## 引用原文
◇ ◇ ◇ ◇

数字化平台是多元数字技术的整合,也是数字赋能于各行各业的集成形式。对于档案遗产的“活化”而言,数字化平台为档案遗产“活化”提供技术基础,是数字赋能档案遗产“活化”保护的一种重要表现方式,为档案遗产提供数字化宣传、展示以及价值提升等。首先,各类档案遗产依托融媒体中心,与互联网形成了完整体系的资源“活化”。各省、市、县、区的公共媒体的整合,都有独立上传档案资源的审核机制,各类档案遗产资源也因此以更为规范、标准化的形式进行了充分的融合。同时,社会第三方服务平台为档案遗产提供众包服务,档案遗产借助社会力量与集体智慧,获得更多的“活化”,实现了社会公众与档案遗产利用的双赢。其次,各类档案遗产透过数字化平台,获得了展示自我的机会。作为数字化的融合场景,是档案遗产“活化”的再生产的重要载体。档案遗产在技术与数据的双重驱动下,融合了档案遗产中的人物、空间、行为与关系等要素,将可感知、可分析的数据模拟还原为场景模式,勾勒出整个事件发展的全新状态。借助数字媒介与档案遗产进行的交互体验,提升了档案遗产的文化价值[6]。

3 数字赋能档案遗产“活化”的主要特征

主体元素、客体元素与环境要素构成了档案遗产保护的三大支撑要素,在数字赋能档案遗产“活化”保护过程中,是对撑性要素的深化。表现为基于主体元素的多元化变革、基于客体要求的复杂化变革和基于环境要素的发展性变革。

3.1 基于主体元素的多元化变革

从通常意义上来讲,档案遗产的“活化”,通常涉及档案机构与政府相关部门。首先,档案机构是档案遗产保护与“活化”的主体,是保护项目的规划者,也是遗产保护与“活化”的执行者。档案机构依托丰富的档案遗产资源,以资源供给者的身份参与数字实践,获得数字化技术优势带来的传播效果而获得的保护红利。其次,政府相关部门与其他公共文化事业机构是参与档案遗产“活化”的中坚力量。其中,政府主管部门主导政策的制定,宏观上指导资金的投入与资助,图书馆、博物馆等机构则借助资金与政策获得档案遗产的“活化”与开发。再次,高等院校、科研机构、企业机构也是档案遗产“活化”的重要力量。通过搭建档案遗产“活化”的科研平台,让平台搭建者、技术投入者与方案支持者在同一个平台上共同投入,企业则凭借技术、管理与资金等方面的优势发挥着重要的作用。另外,社会公众在享用档案遗产“活化”成果时,也可作为合作者或志愿者参与档案遗产的保护,为档案遗产资源添加标签,增加其在线互动性,为档案遗产资源的开发提出建议[7]。

◇ ◇ ◇ ◇

(提取的数据条目)

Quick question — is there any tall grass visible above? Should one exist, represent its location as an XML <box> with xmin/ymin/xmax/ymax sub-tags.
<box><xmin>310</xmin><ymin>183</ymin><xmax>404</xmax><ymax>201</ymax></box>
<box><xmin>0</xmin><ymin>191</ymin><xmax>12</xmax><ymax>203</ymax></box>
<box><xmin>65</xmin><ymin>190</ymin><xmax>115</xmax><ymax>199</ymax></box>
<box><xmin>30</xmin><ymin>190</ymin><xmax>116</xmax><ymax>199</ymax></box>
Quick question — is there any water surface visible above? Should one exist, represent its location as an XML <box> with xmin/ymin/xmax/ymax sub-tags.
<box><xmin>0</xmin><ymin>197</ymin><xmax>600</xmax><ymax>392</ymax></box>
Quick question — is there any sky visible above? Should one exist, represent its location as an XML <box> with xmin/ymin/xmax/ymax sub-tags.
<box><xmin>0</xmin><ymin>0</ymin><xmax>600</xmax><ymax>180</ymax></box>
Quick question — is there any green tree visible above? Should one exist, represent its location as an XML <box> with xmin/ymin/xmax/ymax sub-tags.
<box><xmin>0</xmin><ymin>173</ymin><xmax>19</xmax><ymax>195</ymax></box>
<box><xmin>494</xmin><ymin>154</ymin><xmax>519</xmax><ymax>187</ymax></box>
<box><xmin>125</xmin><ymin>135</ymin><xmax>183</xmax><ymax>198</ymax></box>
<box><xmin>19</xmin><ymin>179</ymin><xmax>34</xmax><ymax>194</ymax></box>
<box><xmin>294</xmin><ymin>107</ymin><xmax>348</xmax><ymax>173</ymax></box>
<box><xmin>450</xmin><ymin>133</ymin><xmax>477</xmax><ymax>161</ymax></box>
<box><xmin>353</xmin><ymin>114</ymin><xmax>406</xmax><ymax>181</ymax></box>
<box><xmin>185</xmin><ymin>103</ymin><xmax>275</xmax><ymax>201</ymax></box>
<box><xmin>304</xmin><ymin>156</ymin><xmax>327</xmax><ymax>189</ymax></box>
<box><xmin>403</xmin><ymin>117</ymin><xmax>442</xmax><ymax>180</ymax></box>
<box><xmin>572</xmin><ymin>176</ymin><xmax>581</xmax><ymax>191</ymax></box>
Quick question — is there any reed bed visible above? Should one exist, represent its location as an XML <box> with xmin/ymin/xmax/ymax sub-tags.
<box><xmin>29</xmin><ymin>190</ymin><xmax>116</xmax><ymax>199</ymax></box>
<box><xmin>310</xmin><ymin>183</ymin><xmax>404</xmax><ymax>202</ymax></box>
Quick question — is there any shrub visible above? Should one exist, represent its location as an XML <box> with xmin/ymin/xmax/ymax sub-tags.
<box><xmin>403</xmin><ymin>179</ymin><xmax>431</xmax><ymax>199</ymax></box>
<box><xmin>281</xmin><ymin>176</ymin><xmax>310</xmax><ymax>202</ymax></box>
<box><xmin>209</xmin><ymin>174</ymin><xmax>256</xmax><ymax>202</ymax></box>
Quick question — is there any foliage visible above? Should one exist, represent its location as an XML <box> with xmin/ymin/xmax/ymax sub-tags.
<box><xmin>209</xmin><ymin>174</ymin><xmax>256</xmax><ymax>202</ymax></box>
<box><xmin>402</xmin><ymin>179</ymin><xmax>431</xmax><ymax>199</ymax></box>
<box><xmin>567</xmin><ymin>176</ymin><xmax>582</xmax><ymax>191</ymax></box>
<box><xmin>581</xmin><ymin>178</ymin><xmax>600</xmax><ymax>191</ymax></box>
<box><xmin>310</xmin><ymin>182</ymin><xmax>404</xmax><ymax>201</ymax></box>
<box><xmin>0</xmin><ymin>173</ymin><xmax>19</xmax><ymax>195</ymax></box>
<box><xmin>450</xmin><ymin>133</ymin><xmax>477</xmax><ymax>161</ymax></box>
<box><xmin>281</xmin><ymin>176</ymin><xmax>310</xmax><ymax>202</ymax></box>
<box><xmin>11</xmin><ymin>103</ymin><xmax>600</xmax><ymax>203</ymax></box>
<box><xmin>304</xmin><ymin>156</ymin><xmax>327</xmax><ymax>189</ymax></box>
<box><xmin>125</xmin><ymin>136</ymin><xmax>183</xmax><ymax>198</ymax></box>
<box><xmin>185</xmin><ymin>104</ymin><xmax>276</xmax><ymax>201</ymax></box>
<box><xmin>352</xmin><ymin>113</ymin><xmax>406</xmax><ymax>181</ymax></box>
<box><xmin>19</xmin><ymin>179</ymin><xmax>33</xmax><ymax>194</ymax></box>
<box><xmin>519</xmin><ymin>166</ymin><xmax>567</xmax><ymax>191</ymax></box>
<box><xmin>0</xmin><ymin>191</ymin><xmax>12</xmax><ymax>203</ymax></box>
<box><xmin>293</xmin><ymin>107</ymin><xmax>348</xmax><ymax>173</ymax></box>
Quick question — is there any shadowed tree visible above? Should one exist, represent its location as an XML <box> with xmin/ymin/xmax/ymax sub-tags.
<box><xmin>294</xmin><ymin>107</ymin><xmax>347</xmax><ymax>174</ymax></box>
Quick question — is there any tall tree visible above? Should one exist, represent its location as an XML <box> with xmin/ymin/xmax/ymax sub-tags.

◇ ◇ ◇ ◇

## 练习目标
**1.** 根据档案遗产一文,构成档案遗产保护三大支撑要素的是哪三项?
**2.** 用两句话概括档案遗产一文。
**3.** 接续档案遗产一文,从它停下的地方写下去。
列表与本练习无关。

## 练习结果
**1.** 主体元素、客体元素与环境要素。

**2.** 数字化平台为档案遗产“活化”提供技术基础,使档案遗产借助融媒体中心、众包服务和数字化场景得到宣传、展示与价值提升。数字赋能档案遗产“活化”表现为主体、客体和环境要素的变革,其中参与主体已从档案机构扩展到政府部门、公共文化机构、高校科研机构、企业和社会公众。

**3.**
3.2 基于客体要求的复杂化变革

档案遗产客体,包括物质实体与信息内容两个方面。在物质实体方面,数字赋能一般要求对传统素材进行数字化映射,通过3D建模、多光谱成像、虚拟现实等技术,在不接触档案原件的基础上,获取档案遗产,为其提供保存或修复,档案遗产由传统的固态方式转变为数字化方式,数字赋能的出现,使得大量濒危的档案遗产因数字化处理而获得新生。数字化技术的快速发展,为固态档案的深度解构与发展提供了技术支持,无论是从书稿内容的识别与归类,还是书稿横向社会关系网络基础的建构,均有着数字化技术支持的身影。传统意义上的档案遗产对其背景与形成来源挖掘较为深入,而对其内容层面上的挖掘不深,在内容处理上缺乏多维视角的探究。檔案遗产虽然有一部分已参与了数字人文的建设,但由于其在参与过程中定位不清,则表现为缺乏系统的视角看待档案遗产在数字赋能的角色,数字赋促进了档案遗产的可视化、数据挖掘与档案遗产整理与开发结合应用,使档案遗产“活化”走向深层次、多维度与关联化[8]。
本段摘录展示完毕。